Instructions to follow: Wherever pictures occur in the entries below, leave them out and retype the rest exactly.

Point-per-instance localization data:

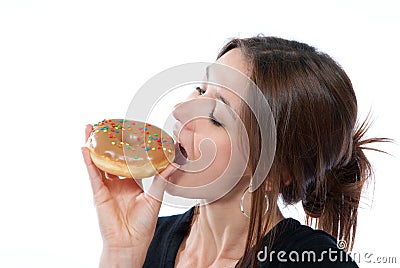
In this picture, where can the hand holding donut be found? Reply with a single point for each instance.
(127, 215)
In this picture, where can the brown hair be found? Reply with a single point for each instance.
(319, 143)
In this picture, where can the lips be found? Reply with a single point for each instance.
(180, 154)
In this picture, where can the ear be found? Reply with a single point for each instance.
(285, 177)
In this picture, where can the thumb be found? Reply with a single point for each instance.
(160, 182)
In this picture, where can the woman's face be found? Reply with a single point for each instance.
(211, 133)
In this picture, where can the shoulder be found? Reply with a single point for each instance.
(169, 233)
(291, 244)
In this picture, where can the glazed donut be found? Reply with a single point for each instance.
(115, 144)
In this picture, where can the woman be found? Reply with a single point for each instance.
(318, 160)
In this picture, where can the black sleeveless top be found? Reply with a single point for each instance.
(294, 245)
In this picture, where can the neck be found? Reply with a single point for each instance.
(219, 232)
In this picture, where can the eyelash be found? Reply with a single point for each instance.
(212, 118)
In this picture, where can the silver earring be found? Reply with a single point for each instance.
(242, 201)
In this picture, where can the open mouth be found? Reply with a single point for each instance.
(180, 154)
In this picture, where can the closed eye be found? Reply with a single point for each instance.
(200, 90)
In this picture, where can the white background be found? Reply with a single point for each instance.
(64, 64)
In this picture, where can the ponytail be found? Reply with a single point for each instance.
(333, 204)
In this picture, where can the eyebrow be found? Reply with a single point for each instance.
(218, 96)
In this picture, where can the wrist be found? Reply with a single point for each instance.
(126, 257)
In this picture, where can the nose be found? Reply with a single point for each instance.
(188, 111)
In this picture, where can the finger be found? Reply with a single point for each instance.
(139, 182)
(88, 131)
(95, 176)
(160, 182)
(110, 176)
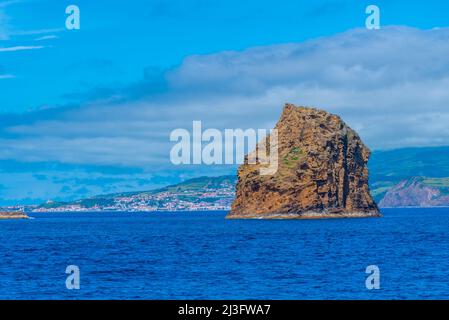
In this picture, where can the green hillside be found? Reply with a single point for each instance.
(388, 168)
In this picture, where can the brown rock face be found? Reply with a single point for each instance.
(322, 172)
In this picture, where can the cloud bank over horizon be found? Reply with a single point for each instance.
(390, 85)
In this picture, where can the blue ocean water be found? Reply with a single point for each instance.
(203, 256)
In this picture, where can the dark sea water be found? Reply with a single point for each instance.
(204, 256)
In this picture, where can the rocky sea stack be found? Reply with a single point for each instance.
(322, 172)
(12, 215)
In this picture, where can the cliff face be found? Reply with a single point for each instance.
(322, 172)
(13, 215)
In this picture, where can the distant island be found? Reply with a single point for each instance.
(13, 215)
(408, 177)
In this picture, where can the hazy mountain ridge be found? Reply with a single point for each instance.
(402, 177)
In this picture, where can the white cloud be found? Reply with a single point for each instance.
(49, 37)
(20, 48)
(390, 85)
(6, 76)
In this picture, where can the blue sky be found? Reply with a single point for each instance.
(89, 111)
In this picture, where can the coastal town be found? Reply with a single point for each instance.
(201, 194)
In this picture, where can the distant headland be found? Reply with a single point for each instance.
(13, 215)
(322, 172)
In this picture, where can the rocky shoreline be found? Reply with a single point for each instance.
(13, 215)
(307, 216)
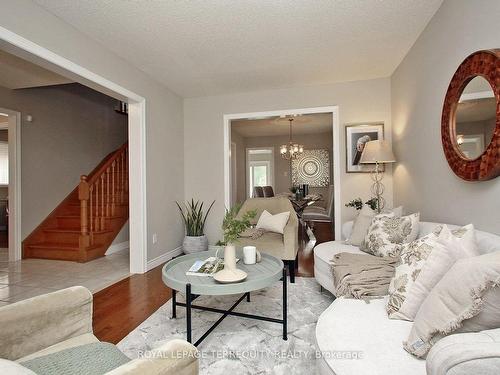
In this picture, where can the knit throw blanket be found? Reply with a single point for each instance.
(362, 276)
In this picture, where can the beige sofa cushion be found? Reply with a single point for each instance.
(273, 223)
(12, 368)
(361, 226)
(46, 320)
(413, 258)
(450, 246)
(87, 338)
(269, 243)
(387, 234)
(466, 354)
(467, 297)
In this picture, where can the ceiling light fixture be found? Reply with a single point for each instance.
(291, 150)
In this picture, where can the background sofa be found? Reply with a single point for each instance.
(50, 323)
(355, 327)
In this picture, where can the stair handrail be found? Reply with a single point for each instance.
(100, 191)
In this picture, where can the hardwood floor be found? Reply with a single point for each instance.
(120, 308)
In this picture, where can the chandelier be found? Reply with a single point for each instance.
(291, 150)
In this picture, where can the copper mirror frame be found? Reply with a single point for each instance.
(487, 166)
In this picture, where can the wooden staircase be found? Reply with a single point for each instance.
(85, 223)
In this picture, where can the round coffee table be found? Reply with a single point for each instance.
(260, 275)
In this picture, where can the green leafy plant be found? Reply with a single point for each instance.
(358, 203)
(373, 203)
(232, 226)
(194, 218)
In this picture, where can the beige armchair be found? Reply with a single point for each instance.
(283, 246)
(52, 322)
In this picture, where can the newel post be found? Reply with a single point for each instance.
(83, 196)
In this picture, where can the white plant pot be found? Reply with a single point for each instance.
(194, 244)
(230, 257)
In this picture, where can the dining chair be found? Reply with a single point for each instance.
(268, 191)
(314, 215)
(258, 192)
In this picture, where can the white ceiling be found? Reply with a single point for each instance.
(276, 126)
(16, 73)
(201, 47)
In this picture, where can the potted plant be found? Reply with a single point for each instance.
(232, 227)
(194, 221)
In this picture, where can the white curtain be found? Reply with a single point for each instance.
(4, 163)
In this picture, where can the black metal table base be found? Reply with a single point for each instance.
(189, 306)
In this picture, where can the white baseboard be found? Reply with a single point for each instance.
(117, 247)
(163, 258)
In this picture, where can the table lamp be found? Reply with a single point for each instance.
(377, 152)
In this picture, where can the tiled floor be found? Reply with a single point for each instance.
(31, 277)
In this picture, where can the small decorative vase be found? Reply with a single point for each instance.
(194, 244)
(230, 257)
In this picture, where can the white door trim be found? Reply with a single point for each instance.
(14, 141)
(334, 110)
(137, 141)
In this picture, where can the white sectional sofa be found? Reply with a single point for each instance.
(358, 338)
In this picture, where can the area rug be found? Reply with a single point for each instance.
(239, 345)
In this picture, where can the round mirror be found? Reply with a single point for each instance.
(475, 118)
(470, 122)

Response below:
In this picture, where can the hand holding donut be found? Reply with a single point for each instance.
(127, 215)
In this picture, where can the brown hair be found? Reply with a single point for each instance.
(319, 143)
In this picture, where can the lips be found? Reply with a single point for each instance.
(180, 154)
In this picture, where can the ear be found? Reply with a single point for each instance.
(285, 177)
In this picture, where can the thumb be found? Reply with a single point for each instance.
(160, 182)
In this picture, where can the woman's face be found? Reply with a single point for each instance.
(211, 133)
In this picture, where can the shoulder be found? Reply with a single point for each instance.
(169, 233)
(291, 244)
In this picture, where can the glazed donut be found? Reply with a single point for each instance.
(115, 144)
In this picture, where can the woman be found? Reply with a single point for each instance.
(318, 160)
In this picture, where can the black sleeveless top be found? Reply with a single point for each instance.
(294, 245)
In this picture, where can the neck be found? Reply with a single point for each instance.
(219, 232)
In this picture, where can the eyelash be found? Reply with a single point for each instance.
(212, 118)
In this picture, where can the silver earring be found? Reply with a single point for each instance.
(242, 201)
In this picture, where can the open mouth be found? Reply with a single point for each instance.
(180, 154)
In this picture, where can the closed eye be found? Reply with a single point for each instance.
(200, 90)
In this picture, where can the white background be found? Reply with a single point for each instance.
(64, 64)
In this picture, where can the ponytail be found? Reply with a single point for each instance.
(333, 204)
In this picture, where can the eyebrow be found? Reply with a single point for each instance.
(218, 96)
In this picture, where can the wrist be found? Reply with a single point for each instance.
(126, 257)
In this picture, where can the nose be found? Reply with a single point for each instance.
(188, 111)
In this picture, where can the finger be found? Reply with a single point for each instance.
(139, 182)
(88, 131)
(95, 176)
(160, 182)
(110, 176)
In this picture, where can the green hillside be found? Reply with a single point for each instance.
(388, 168)
In this picture, where can the brown rock face be found? Reply with a single point for each instance.
(322, 172)
In this picture, where can the cloud bank over horizon be found? Reply with a single point for each instance.
(390, 85)
In this picture, where can the blue ocean water be found? Reply with a single point for each instance.
(203, 256)
In this picture, where can the dark sea water be found? Reply with a single point for each instance.
(204, 256)
In this picture, where can the rocky sea stack be found? Reply with a single point for each instance.
(322, 172)
(12, 215)
In this picture, where can the cliff face be found? Reply with a single point for each instance.
(322, 172)
(13, 215)
In this picture, where can the distant island be found? Reply with a single point for each instance.
(13, 215)
(408, 177)
In this picture, where can the hazy mountain ridge be found? Reply with a single point for each instance.
(402, 177)
In this picture, where can the white cloud be found? Reply with a single point for each instance.
(49, 37)
(20, 48)
(390, 85)
(6, 76)
In this picture, where can the blue sky be found? Reply with a single point for each instance.
(89, 111)
In this picture, where can the coastal town be found? Reply with a single point for each instance.
(201, 194)
In this picture, where can the distant headland be found? Reply with a single point for each instance.
(13, 215)
(322, 172)
In this picture, where can the rocky shoreline be found? Reply with a single point for each instance.
(13, 215)
(307, 216)
In this picture, where can the knit throw blanket be found? Reply with a single point for each instance.
(362, 276)
In this picture, where can the beige sofa cushion be found? Reply with a single point for each instance.
(273, 223)
(12, 368)
(361, 226)
(46, 320)
(413, 258)
(450, 246)
(87, 338)
(269, 243)
(387, 234)
(466, 354)
(467, 297)
In this picture, where can the ceiling light fixture be found? Reply with a single point for each instance.
(291, 150)
In this picture, where can the background sofa be found? Reply with a single point for each instance.
(50, 323)
(355, 327)
In this picture, where can the stair handrail be found? Reply with a single point for each instance.
(100, 191)
In this picture, where can the hardwood floor be found? Reply with a single point for each instance.
(120, 308)
In this picture, where can the chandelier be found? Reply with a single point for each instance.
(291, 150)
In this picture, where can the copper mirror frame be found? Reply with a single point for each instance.
(487, 166)
In this picture, where can the wooden staircase be found? Reply with a single point for each instance.
(85, 223)
In this picture, where can the round coffee table be found? Reply with a single point for each instance.
(260, 275)
In this picture, where can the green leafy plant be found? Reply with a single point for each instance.
(358, 203)
(373, 203)
(232, 226)
(194, 218)
In this picture, where can the beige armchair be found? Reply with a single point for each instance.
(283, 246)
(52, 322)
In this picture, where can the newel post be found? Reply with a single point for each instance.
(83, 196)
In this picture, where can the white plant pot be found? Reply with a single point for each instance.
(194, 244)
(230, 257)
In this picture, where can the dining chair be found? Reply with a single point for each instance.
(268, 191)
(314, 215)
(258, 192)
In this picture, where can the white ceiling be found? Reply with a single point for each instance.
(276, 126)
(16, 73)
(201, 47)
In this picture, where can the potted plant be found? Reply with a single point for each instance.
(232, 227)
(194, 221)
In this picture, where can the white curtain be found? Reply with a single point for each instance.
(4, 163)
In this picture, where can the black metal table base be found? Reply with a single point for each instance.
(189, 306)
In this picture, where can the white baseboard be found? Reply with a single point for each instance.
(117, 247)
(163, 258)
In this picture, where can the table lamp be found? Reply with a single point for each instance.
(377, 152)
In this picture, where can the tiled floor be found? Reply with a single point for each instance.
(31, 277)
In this picture, where can the small decorative vase be found? Reply with a single point for each instance.
(194, 244)
(230, 257)
In this picture, where can the white door trim be found? Reply with a single point for each instance.
(14, 141)
(334, 110)
(137, 141)
In this picture, where can the white sectional sofa be found? Reply with a single point for each instance.
(358, 338)
In this picture, where can the area rug be found? Reply with a single point for each instance.
(239, 345)
In this picture, where can the round mirror be found? Reply with a single point for each instance.
(475, 118)
(470, 122)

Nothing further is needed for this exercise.